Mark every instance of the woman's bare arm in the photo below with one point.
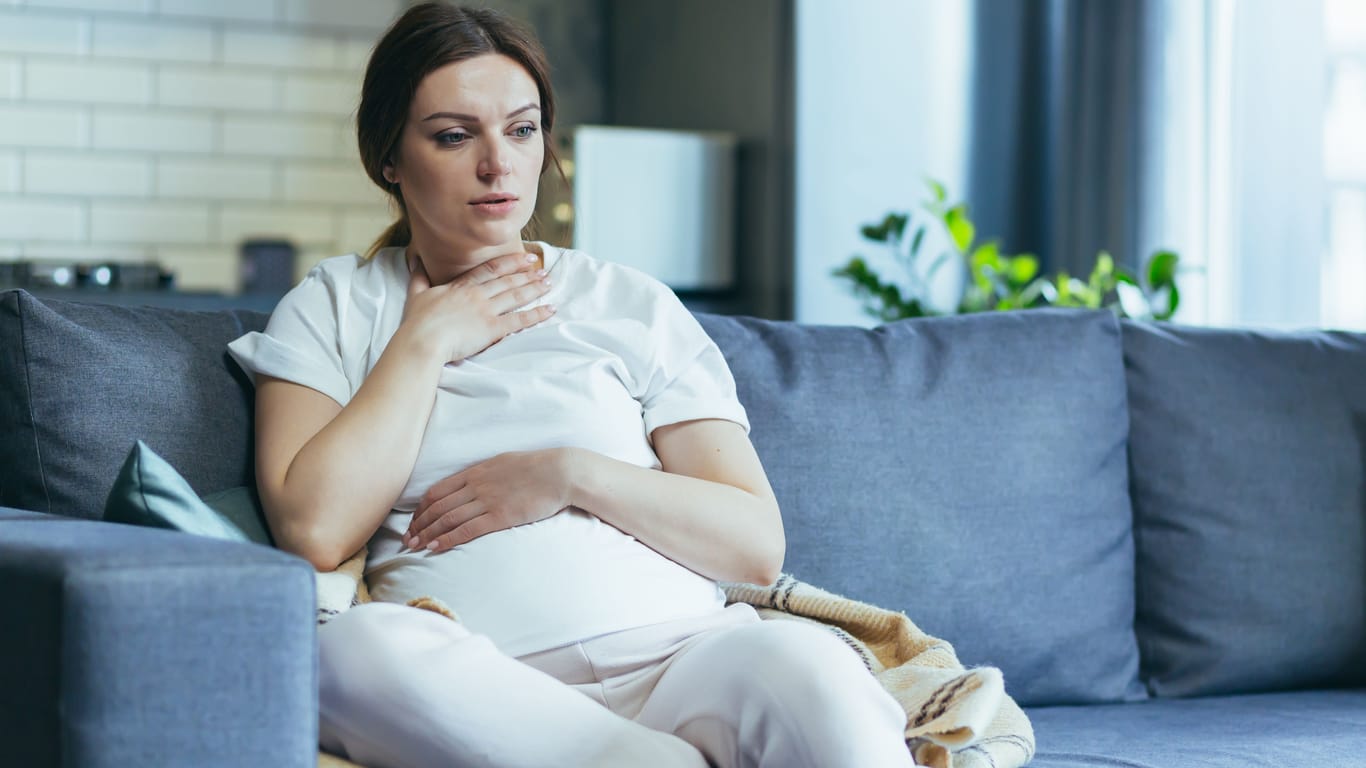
(329, 474)
(711, 509)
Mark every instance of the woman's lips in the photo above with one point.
(495, 205)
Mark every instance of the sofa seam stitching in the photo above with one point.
(28, 387)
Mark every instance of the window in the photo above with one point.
(1343, 293)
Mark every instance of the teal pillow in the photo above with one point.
(150, 492)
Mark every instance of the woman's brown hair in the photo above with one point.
(425, 38)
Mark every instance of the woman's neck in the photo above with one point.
(445, 261)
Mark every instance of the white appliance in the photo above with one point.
(660, 201)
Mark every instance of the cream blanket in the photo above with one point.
(955, 718)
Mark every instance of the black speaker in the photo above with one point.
(267, 267)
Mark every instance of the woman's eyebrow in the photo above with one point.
(473, 119)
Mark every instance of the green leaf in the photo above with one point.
(937, 190)
(1104, 264)
(959, 226)
(986, 256)
(895, 223)
(917, 239)
(1161, 269)
(874, 232)
(1022, 268)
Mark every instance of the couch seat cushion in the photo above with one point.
(966, 470)
(1324, 729)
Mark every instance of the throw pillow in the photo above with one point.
(150, 492)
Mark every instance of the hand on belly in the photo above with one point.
(503, 492)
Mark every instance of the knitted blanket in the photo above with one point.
(955, 718)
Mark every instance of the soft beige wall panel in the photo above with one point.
(241, 10)
(215, 88)
(332, 182)
(161, 40)
(149, 222)
(86, 252)
(215, 179)
(328, 94)
(355, 14)
(200, 268)
(86, 174)
(153, 131)
(303, 226)
(33, 33)
(37, 220)
(43, 126)
(279, 49)
(280, 137)
(8, 172)
(10, 77)
(359, 228)
(103, 82)
(116, 6)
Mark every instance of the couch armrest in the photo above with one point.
(126, 645)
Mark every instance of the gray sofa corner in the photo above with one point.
(1157, 533)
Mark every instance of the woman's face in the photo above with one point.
(470, 156)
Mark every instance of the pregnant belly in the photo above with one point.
(562, 580)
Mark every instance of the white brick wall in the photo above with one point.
(92, 174)
(172, 130)
(8, 78)
(8, 172)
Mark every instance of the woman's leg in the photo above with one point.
(777, 694)
(406, 688)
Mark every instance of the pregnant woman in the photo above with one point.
(547, 443)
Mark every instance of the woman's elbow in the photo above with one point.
(767, 562)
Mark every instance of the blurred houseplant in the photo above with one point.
(996, 280)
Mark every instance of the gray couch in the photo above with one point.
(1157, 533)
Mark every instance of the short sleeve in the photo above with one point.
(687, 377)
(301, 343)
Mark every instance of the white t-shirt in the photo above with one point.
(619, 358)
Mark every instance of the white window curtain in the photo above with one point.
(1241, 183)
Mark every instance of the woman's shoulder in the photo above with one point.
(342, 273)
(601, 273)
(353, 264)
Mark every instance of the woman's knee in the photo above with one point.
(377, 641)
(803, 670)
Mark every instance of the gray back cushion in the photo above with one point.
(966, 470)
(1249, 463)
(81, 383)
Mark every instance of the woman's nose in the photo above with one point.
(495, 161)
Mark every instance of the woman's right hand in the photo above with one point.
(477, 309)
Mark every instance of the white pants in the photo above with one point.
(407, 688)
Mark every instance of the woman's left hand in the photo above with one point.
(507, 491)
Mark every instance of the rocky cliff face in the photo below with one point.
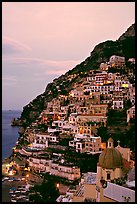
(124, 46)
(129, 33)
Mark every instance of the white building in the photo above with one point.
(117, 104)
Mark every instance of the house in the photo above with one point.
(85, 143)
(104, 66)
(45, 137)
(96, 109)
(116, 60)
(117, 104)
(86, 191)
(125, 152)
(132, 60)
(97, 118)
(117, 193)
(73, 118)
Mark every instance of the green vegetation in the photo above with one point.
(46, 192)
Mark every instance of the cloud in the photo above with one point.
(38, 61)
(11, 46)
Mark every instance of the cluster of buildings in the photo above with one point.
(109, 183)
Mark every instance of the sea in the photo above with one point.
(9, 133)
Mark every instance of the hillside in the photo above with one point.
(124, 46)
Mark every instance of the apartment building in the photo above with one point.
(116, 60)
(130, 113)
(47, 165)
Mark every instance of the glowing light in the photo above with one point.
(10, 173)
(125, 85)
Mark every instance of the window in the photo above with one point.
(78, 145)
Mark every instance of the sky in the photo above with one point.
(43, 40)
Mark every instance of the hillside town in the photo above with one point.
(67, 131)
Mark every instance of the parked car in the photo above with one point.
(13, 200)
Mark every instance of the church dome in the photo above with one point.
(110, 158)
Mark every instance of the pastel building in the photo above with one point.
(116, 60)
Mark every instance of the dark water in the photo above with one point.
(9, 133)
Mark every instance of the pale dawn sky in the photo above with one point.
(42, 40)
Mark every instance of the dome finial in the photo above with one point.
(118, 142)
(110, 143)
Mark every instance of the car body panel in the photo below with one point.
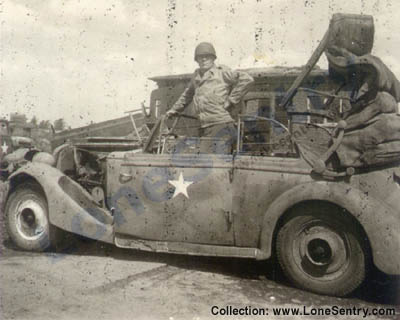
(380, 221)
(258, 181)
(248, 195)
(147, 205)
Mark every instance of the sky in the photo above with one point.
(90, 60)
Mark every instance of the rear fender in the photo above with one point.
(380, 223)
(71, 207)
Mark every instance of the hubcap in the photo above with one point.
(320, 250)
(31, 220)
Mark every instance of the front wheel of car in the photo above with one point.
(27, 219)
(322, 252)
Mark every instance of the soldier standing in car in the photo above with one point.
(214, 90)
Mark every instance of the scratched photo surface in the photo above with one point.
(171, 159)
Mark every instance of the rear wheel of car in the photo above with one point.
(322, 251)
(27, 219)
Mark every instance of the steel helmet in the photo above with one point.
(204, 48)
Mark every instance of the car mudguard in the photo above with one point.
(70, 206)
(380, 222)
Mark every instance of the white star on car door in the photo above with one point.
(180, 186)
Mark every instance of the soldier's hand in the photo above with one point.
(171, 113)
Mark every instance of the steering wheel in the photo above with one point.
(157, 132)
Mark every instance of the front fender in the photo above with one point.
(70, 206)
(379, 221)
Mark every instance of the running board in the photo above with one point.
(189, 248)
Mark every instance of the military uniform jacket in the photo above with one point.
(210, 92)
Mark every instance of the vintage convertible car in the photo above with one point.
(326, 223)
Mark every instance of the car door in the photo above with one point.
(172, 197)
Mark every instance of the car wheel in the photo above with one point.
(322, 252)
(27, 219)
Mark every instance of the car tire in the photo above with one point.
(322, 252)
(27, 219)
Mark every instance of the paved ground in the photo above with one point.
(90, 280)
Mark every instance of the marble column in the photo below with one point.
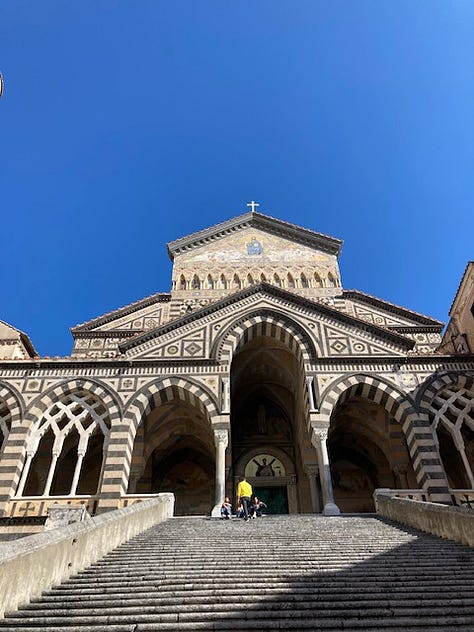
(312, 472)
(221, 441)
(319, 440)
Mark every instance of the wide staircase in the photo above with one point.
(272, 573)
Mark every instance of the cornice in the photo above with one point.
(270, 290)
(256, 220)
(159, 297)
(422, 329)
(466, 362)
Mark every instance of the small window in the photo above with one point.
(317, 280)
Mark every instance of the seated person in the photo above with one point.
(257, 508)
(226, 509)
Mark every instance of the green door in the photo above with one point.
(275, 498)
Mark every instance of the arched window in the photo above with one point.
(236, 285)
(66, 448)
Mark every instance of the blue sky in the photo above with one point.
(125, 125)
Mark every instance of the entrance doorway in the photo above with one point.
(275, 498)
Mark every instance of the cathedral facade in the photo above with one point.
(256, 363)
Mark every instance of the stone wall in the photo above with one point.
(34, 564)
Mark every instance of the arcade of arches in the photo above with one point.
(257, 363)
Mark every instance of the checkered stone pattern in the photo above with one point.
(452, 407)
(416, 427)
(269, 324)
(18, 440)
(119, 454)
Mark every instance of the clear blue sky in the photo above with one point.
(125, 125)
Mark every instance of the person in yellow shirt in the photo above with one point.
(244, 495)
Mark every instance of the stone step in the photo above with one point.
(303, 573)
(319, 606)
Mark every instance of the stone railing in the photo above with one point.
(463, 497)
(33, 506)
(130, 499)
(33, 564)
(446, 521)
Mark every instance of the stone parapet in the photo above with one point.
(34, 564)
(452, 523)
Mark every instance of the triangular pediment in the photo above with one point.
(334, 334)
(147, 313)
(257, 222)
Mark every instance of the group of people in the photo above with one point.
(246, 508)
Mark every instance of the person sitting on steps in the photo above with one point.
(257, 508)
(226, 509)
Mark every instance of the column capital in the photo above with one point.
(221, 421)
(311, 470)
(319, 435)
(221, 437)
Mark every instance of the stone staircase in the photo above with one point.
(273, 573)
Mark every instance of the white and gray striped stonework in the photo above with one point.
(121, 445)
(424, 452)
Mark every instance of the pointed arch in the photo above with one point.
(264, 322)
(424, 453)
(196, 283)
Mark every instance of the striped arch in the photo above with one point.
(423, 450)
(12, 404)
(119, 456)
(397, 404)
(58, 391)
(463, 380)
(264, 322)
(164, 390)
(12, 401)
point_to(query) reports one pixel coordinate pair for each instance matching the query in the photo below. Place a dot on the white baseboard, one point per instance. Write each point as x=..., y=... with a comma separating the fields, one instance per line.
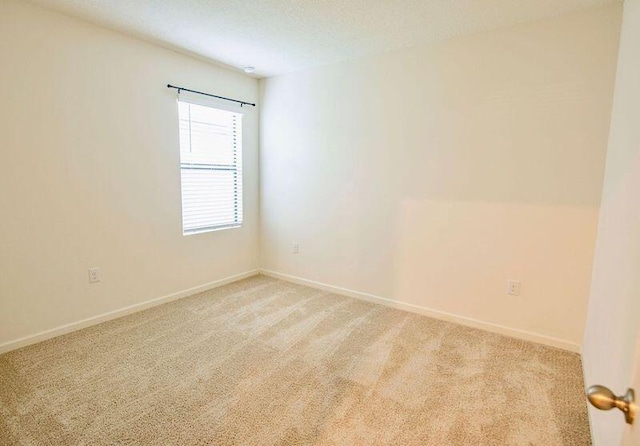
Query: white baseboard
x=436, y=314
x=73, y=326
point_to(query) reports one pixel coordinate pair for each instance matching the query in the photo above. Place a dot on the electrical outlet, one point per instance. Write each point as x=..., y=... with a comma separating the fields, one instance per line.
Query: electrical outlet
x=513, y=287
x=94, y=275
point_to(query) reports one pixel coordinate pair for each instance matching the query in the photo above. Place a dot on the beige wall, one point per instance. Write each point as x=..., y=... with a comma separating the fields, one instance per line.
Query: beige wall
x=90, y=173
x=612, y=335
x=430, y=176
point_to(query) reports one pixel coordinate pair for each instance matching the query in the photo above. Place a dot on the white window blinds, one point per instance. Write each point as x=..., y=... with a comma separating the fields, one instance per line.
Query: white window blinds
x=211, y=167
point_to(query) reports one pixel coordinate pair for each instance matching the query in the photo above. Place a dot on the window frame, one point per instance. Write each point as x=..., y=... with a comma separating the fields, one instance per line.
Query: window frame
x=236, y=167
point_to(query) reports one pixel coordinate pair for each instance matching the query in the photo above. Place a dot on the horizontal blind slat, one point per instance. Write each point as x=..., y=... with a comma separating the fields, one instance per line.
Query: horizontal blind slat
x=211, y=167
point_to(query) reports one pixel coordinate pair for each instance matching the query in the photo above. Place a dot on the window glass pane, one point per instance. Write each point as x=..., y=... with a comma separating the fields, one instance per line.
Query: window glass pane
x=211, y=167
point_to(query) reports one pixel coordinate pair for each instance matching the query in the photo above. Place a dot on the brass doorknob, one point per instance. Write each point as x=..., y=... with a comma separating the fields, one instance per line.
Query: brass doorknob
x=604, y=399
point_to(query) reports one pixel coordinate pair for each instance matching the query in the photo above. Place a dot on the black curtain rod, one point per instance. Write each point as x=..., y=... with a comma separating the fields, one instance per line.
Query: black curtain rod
x=210, y=95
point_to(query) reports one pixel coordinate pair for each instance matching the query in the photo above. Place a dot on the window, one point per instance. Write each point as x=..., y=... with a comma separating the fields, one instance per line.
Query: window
x=211, y=167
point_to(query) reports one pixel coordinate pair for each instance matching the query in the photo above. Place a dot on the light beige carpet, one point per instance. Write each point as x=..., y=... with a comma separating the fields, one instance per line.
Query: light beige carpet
x=265, y=362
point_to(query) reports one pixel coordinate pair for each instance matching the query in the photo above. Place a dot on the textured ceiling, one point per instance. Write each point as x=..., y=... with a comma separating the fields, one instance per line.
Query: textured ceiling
x=281, y=36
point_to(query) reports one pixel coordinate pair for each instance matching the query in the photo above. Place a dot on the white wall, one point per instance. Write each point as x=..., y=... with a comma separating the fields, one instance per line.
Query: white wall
x=429, y=176
x=612, y=334
x=90, y=173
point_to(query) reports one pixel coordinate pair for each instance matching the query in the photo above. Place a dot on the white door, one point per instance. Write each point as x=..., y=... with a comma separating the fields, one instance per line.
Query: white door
x=611, y=350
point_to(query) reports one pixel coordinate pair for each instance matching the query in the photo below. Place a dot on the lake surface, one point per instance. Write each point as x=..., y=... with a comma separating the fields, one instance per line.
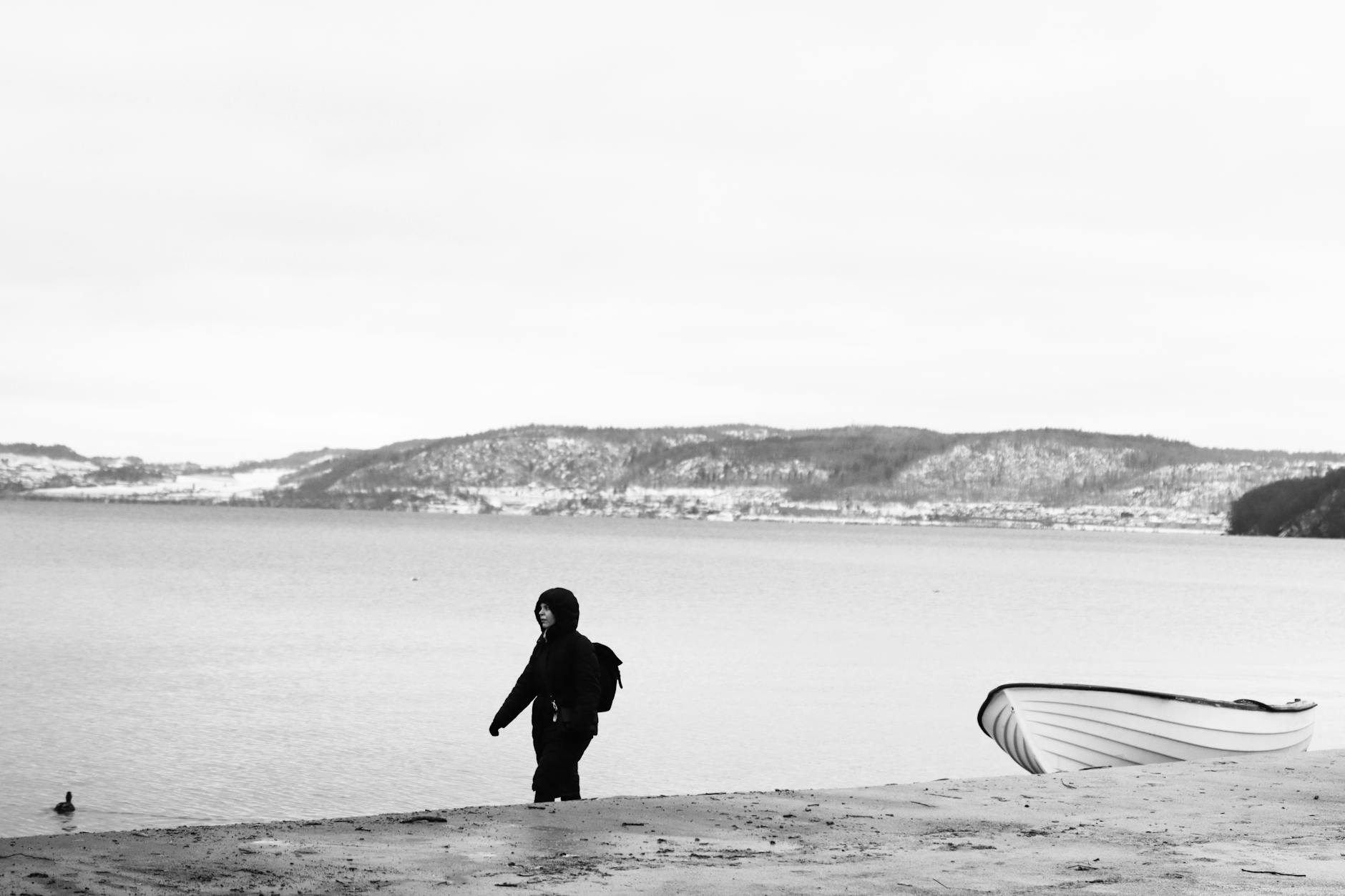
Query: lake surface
x=212, y=665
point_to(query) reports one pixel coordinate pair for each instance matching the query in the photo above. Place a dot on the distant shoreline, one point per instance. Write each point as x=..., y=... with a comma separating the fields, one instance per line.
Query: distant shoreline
x=949, y=514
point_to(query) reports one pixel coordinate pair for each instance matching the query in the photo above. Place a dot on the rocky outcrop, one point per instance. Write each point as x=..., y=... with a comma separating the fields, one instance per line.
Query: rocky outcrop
x=872, y=476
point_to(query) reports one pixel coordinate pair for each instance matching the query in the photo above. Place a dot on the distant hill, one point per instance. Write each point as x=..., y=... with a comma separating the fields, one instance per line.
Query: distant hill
x=29, y=450
x=1313, y=506
x=879, y=474
x=854, y=463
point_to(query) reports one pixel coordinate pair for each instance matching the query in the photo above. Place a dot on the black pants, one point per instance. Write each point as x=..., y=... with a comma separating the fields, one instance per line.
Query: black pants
x=557, y=762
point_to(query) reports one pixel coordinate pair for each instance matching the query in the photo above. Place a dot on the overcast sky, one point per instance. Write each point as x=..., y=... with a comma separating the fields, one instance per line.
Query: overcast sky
x=235, y=230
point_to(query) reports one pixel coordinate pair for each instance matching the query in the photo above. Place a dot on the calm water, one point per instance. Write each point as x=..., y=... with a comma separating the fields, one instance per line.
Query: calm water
x=198, y=665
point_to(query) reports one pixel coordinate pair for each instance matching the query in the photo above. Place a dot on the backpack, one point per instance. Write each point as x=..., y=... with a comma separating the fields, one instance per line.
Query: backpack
x=610, y=677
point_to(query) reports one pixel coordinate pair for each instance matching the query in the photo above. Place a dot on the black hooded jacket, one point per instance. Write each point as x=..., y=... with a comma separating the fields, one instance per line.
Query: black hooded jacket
x=562, y=666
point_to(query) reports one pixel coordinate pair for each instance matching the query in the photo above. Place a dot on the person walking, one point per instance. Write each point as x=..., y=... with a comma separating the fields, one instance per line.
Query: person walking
x=561, y=681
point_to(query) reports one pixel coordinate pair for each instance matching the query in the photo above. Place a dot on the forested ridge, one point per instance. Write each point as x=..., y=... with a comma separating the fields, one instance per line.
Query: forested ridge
x=1311, y=506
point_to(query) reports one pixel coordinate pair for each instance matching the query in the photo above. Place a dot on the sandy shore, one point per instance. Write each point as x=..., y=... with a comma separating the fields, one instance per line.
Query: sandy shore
x=1228, y=827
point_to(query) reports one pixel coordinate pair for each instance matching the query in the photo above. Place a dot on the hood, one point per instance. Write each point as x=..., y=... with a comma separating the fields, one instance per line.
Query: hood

### JOB
Start at the line containing "on the lake" and stop after the line containing "x=949, y=514", and write those lines out again with "distant shoreline" swapped for "far shoreline" and nothing else altered. Omit the pictures.

### SOLUTION FOR THIS TASK
point_to(query) reports one pixel coordinate pair for each instance matching the query in the photo below. Place a dot on the lake surface, one point per instance. Write each point as x=..., y=... with a comma separating the fields, one instance per line.
Query: lake surface
x=212, y=665
point_to(query) reports one pixel coordinate pair for each instance matching the query in the photo above. Place a dot on the far shoreline, one point per instance. Write each point as x=..., y=... with a comma separating the fields, one instance per line.
Query: far shoreline
x=949, y=514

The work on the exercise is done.